▸ **Task prompt**
Copy exactly the lines of the data below that run from the line holding "- **query**: man's ear" through the line holding "- **query**: dress collar", both ends included.

Dataset entries:
------------------------------
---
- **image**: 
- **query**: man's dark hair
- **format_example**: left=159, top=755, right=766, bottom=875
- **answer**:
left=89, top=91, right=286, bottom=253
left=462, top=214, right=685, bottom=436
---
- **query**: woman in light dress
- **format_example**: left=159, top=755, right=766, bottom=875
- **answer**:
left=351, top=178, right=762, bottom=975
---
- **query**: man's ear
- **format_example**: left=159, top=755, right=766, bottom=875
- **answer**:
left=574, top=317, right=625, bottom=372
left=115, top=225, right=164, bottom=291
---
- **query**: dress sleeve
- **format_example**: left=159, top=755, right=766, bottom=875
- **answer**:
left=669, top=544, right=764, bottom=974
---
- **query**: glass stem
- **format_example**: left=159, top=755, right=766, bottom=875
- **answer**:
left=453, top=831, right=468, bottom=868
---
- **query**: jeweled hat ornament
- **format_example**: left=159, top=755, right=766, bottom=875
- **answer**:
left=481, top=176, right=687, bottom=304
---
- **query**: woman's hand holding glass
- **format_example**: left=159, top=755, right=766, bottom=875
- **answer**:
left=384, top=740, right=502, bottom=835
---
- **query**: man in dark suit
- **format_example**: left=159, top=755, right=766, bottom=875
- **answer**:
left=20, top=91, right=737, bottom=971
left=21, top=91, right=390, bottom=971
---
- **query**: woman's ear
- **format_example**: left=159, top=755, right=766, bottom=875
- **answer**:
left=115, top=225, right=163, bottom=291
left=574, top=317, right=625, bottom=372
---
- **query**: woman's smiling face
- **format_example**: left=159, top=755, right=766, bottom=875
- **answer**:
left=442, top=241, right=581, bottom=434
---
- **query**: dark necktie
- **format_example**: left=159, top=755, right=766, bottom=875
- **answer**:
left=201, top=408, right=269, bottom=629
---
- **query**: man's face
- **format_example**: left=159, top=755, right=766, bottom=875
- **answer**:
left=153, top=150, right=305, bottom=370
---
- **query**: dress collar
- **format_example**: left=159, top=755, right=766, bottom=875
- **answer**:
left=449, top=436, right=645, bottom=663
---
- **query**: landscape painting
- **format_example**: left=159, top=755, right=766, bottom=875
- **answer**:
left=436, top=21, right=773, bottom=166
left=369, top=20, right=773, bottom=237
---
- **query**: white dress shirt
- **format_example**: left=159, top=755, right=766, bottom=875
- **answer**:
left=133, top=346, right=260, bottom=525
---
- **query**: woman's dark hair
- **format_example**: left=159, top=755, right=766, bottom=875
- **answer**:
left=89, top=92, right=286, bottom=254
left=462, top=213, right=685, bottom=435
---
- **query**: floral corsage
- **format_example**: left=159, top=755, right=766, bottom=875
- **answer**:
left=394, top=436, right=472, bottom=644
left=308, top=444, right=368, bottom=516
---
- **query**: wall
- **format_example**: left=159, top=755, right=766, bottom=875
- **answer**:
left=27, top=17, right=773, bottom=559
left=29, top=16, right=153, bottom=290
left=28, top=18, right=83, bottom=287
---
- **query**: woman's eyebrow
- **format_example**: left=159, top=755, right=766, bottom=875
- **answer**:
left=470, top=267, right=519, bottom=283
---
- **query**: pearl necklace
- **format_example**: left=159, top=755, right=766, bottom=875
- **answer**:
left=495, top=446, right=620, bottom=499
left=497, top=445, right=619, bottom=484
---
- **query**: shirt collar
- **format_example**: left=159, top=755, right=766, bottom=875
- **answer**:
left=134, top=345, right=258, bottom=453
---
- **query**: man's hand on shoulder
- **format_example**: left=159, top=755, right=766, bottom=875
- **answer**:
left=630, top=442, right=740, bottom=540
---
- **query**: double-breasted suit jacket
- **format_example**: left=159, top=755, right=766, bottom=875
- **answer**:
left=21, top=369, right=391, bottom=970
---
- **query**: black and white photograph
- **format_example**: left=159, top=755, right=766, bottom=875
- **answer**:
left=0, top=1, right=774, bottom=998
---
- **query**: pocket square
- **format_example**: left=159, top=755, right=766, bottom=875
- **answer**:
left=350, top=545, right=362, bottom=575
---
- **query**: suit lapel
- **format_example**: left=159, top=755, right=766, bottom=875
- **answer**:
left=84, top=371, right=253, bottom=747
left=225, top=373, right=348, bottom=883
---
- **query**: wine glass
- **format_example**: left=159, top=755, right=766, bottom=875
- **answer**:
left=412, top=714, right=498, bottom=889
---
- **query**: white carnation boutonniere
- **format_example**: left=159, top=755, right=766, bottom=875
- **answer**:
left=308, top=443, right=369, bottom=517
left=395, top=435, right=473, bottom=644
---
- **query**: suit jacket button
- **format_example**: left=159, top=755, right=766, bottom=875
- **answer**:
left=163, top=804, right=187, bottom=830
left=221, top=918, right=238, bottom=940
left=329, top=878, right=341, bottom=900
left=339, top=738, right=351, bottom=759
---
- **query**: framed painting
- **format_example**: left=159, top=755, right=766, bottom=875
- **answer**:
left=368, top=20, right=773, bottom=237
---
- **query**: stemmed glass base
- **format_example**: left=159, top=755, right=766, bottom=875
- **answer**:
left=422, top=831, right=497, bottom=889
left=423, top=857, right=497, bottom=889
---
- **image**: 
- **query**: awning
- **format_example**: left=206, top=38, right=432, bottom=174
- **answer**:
------------------------------
▸ **Reply**
- **query**: man's ear
- **format_example**: left=159, top=755, right=766, bottom=875
- **answer**:
left=574, top=317, right=625, bottom=372
left=115, top=225, right=164, bottom=291
---
- **query**: dress sleeve
- **format_example**: left=159, top=755, right=766, bottom=875
- **answer**:
left=669, top=544, right=764, bottom=974
---
- **query**: glass stem
- **format_example**: left=159, top=755, right=766, bottom=875
- **answer**:
left=453, top=831, right=468, bottom=868
---
- **query**: jeweled hat ornament
- **format_example**: left=159, top=755, right=766, bottom=875
- **answer**:
left=481, top=176, right=687, bottom=304
---
- **query**: woman's hand holding glass
- **format_example**: left=159, top=755, right=766, bottom=875
- **answer**:
left=384, top=740, right=502, bottom=835
---
- **query**: man in dark suit
- **format_example**: left=159, top=755, right=766, bottom=875
- **answer**:
left=20, top=91, right=737, bottom=971
left=21, top=91, right=390, bottom=971
---
- **query**: woman's ear
- **format_example**: left=159, top=755, right=766, bottom=875
- **answer**:
left=115, top=225, right=163, bottom=291
left=574, top=317, right=625, bottom=372
---
- **query**: woman's smiling face
- **format_example**: left=159, top=755, right=766, bottom=875
- **answer**:
left=442, top=241, right=581, bottom=434
---
- **query**: dark necktie
- **format_example**: left=159, top=755, right=766, bottom=875
- **answer**:
left=201, top=408, right=269, bottom=629
---
- **query**: man's face
- **format_example**: left=159, top=755, right=766, bottom=875
- **answer**:
left=153, top=150, right=305, bottom=370
---
- **query**: dress collar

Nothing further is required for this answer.